STATED TASK
Go through the records underneath and write each one out again exactly.
* Start *
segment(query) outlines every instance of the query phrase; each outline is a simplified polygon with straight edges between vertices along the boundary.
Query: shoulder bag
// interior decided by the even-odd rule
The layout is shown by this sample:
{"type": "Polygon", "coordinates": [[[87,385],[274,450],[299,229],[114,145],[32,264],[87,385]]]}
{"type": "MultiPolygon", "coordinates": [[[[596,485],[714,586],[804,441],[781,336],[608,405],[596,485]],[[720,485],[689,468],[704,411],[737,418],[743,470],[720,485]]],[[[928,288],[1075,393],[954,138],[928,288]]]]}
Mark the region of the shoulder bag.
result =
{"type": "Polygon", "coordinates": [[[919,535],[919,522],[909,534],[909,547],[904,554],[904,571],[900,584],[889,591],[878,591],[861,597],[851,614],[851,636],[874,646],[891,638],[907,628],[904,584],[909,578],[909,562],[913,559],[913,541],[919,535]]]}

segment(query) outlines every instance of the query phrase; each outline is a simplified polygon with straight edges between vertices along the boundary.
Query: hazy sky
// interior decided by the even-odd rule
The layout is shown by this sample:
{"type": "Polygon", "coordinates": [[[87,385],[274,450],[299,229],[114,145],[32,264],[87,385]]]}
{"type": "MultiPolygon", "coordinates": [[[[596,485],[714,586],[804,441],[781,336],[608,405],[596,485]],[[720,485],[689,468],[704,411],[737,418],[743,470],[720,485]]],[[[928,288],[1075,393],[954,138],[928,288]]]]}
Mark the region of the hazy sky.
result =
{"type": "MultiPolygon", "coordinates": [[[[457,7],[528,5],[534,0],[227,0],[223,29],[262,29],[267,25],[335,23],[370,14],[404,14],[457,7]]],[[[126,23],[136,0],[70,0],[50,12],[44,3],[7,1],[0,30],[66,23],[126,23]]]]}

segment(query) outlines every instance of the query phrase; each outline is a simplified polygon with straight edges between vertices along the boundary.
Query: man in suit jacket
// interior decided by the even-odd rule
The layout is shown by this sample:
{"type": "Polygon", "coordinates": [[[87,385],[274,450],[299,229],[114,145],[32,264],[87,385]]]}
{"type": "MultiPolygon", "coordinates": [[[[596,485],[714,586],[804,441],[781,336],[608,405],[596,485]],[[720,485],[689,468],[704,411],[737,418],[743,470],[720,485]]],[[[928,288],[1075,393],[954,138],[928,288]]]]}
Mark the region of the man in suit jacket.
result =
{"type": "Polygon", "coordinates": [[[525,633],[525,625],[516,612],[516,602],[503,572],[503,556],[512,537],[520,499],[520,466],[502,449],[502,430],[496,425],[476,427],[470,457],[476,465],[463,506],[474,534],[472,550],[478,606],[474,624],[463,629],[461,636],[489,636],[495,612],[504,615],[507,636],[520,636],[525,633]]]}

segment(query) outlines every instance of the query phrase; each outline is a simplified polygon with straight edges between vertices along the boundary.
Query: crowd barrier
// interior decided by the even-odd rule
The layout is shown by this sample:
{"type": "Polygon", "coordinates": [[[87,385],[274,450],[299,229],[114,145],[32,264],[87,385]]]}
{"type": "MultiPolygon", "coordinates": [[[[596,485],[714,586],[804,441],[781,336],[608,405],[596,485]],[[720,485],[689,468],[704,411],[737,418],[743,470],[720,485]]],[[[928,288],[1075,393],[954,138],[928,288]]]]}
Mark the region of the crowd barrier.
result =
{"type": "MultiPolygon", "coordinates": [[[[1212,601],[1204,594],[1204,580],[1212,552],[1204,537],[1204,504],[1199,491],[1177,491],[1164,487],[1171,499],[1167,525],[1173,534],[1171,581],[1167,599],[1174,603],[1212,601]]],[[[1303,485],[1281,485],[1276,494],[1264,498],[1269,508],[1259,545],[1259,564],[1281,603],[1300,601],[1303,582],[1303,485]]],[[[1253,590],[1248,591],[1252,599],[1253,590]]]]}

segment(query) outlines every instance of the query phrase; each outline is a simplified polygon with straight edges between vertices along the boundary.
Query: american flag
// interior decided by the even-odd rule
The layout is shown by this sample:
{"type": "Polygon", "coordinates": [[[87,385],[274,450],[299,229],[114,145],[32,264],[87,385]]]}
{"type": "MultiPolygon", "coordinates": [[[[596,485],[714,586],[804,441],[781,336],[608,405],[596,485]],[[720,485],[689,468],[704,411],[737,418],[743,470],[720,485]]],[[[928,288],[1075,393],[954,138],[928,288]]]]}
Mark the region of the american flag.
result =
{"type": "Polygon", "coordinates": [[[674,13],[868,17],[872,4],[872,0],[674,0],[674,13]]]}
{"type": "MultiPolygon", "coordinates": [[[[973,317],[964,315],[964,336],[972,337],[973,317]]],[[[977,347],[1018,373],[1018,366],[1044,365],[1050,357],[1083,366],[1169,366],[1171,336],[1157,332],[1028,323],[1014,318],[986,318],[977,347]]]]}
* End *
SOLUTION FOR THIS TASK
segment(query) outlines every instance of the query phrase; each outline is a simplified polygon with straight edges between vertices along the boundary.
Query: shoulder bag
// interior decided by the even-odd rule
The layout is shown by this sample:
{"type": "Polygon", "coordinates": [[[87,385],[274,450],[299,229],[114,145],[32,264],[87,385]]]}
{"type": "MultiPolygon", "coordinates": [[[[596,485],[714,586],[804,441],[781,336],[608,405],[596,485]],[[720,485],[689,468],[704,411],[737,418],[743,470],[720,485]]],[[[928,288],[1075,393],[954,138],[928,288]]]]}
Mark the region of the shoulder bag.
result =
{"type": "Polygon", "coordinates": [[[919,535],[919,522],[909,534],[909,547],[904,554],[904,571],[900,584],[889,591],[878,591],[861,597],[851,614],[851,636],[874,646],[891,638],[907,628],[904,584],[909,578],[909,562],[913,559],[913,541],[919,535]]]}

segment(query) outlines every instance of the query phrase; each outline is a simplified polygon with straight edges between vertices along the boundary.
Query: hazy sky
// interior decided by the even-odd rule
The layout is shown by this sample:
{"type": "Polygon", "coordinates": [[[87,385],[274,450],[299,229],[114,145],[32,264],[87,385]]]}
{"type": "MultiPolygon", "coordinates": [[[[596,485],[714,586],[804,441],[781,336],[608,405],[596,485]],[[720,485],[689,468],[704,411],[737,418],[743,470],[720,485]]],[[[928,288],[1075,393],[954,138],[928,288]]]]}
Mark the region of the hazy sky.
result =
{"type": "MultiPolygon", "coordinates": [[[[457,7],[528,5],[534,0],[227,0],[223,29],[262,29],[267,25],[335,23],[370,14],[404,14],[457,7]]],[[[126,23],[136,0],[70,0],[50,12],[44,3],[7,1],[0,30],[66,23],[126,23]]]]}

segment(query) outlines every instance of the query phrase; each outline is a simplified polygon with straight edges between vertices along the boundary.
Query: man in suit jacket
// interior decided by the even-odd rule
The layout is shown by this sample:
{"type": "Polygon", "coordinates": [[[87,385],[274,450],[299,229],[114,145],[32,264],[87,385]]]}
{"type": "MultiPolygon", "coordinates": [[[[596,485],[714,586],[804,441],[781,336],[608,405],[596,485]],[[720,485],[689,468],[704,411],[737,418],[743,470],[720,485]]],[[[928,288],[1075,393],[954,138],[928,288]]]]}
Mark the region of the man in suit jacket.
result =
{"type": "Polygon", "coordinates": [[[525,633],[525,625],[516,612],[516,602],[503,572],[503,556],[512,537],[520,499],[520,466],[502,449],[502,430],[496,425],[476,427],[470,457],[476,465],[463,506],[474,534],[472,550],[478,606],[474,624],[463,629],[461,636],[489,636],[495,612],[504,615],[507,636],[520,636],[525,633]]]}

segment(query) outlines every instance of the query phrase; each outline is a simplified polygon with straight edges between vertices along the boundary.
Query: crowd barrier
// interior decided by the even-odd rule
The layout is shown by this sample:
{"type": "Polygon", "coordinates": [[[87,385],[274,450],[299,229],[114,145],[32,264],[87,385]]]}
{"type": "MultiPolygon", "coordinates": [[[[596,485],[714,586],[804,441],[781,336],[608,405],[596,485]],[[720,485],[689,468],[704,411],[737,418],[743,470],[720,485]]],[[[928,288],[1075,393],[954,138],[928,288]]]]}
Mark the region of the crowd barrier.
result =
{"type": "MultiPolygon", "coordinates": [[[[1212,601],[1204,594],[1204,580],[1212,552],[1204,537],[1204,504],[1199,491],[1177,491],[1164,487],[1171,499],[1167,525],[1173,534],[1171,581],[1167,599],[1174,603],[1212,601]]],[[[1303,485],[1281,485],[1276,494],[1264,498],[1269,508],[1259,545],[1259,564],[1281,603],[1300,601],[1303,582],[1303,485]]],[[[1253,590],[1248,591],[1252,599],[1253,590]]]]}

segment(query) outlines every instance of the query phrase; each outline is a simplified polygon with straight edges between vertices along the boundary.
Query: american flag
// interior decided by the even-odd rule
The layout is shown by this sample:
{"type": "Polygon", "coordinates": [[[87,385],[274,450],[299,229],[114,145],[32,264],[87,385]]]}
{"type": "MultiPolygon", "coordinates": [[[[596,485],[714,586],[804,441],[781,336],[608,405],[596,485]],[[720,485],[689,468],[704,411],[737,418],[743,470],[720,485]]],[[[928,288],[1075,393],[954,138],[928,288]]]]}
Mark the region of the american flag.
result =
{"type": "Polygon", "coordinates": [[[674,13],[868,17],[872,4],[872,0],[674,0],[674,13]]]}
{"type": "MultiPolygon", "coordinates": [[[[973,317],[964,315],[964,336],[972,337],[973,317]]],[[[977,347],[1018,373],[1018,366],[1044,365],[1050,357],[1083,366],[1169,366],[1171,336],[1157,332],[1028,323],[1014,318],[986,318],[977,347]]]]}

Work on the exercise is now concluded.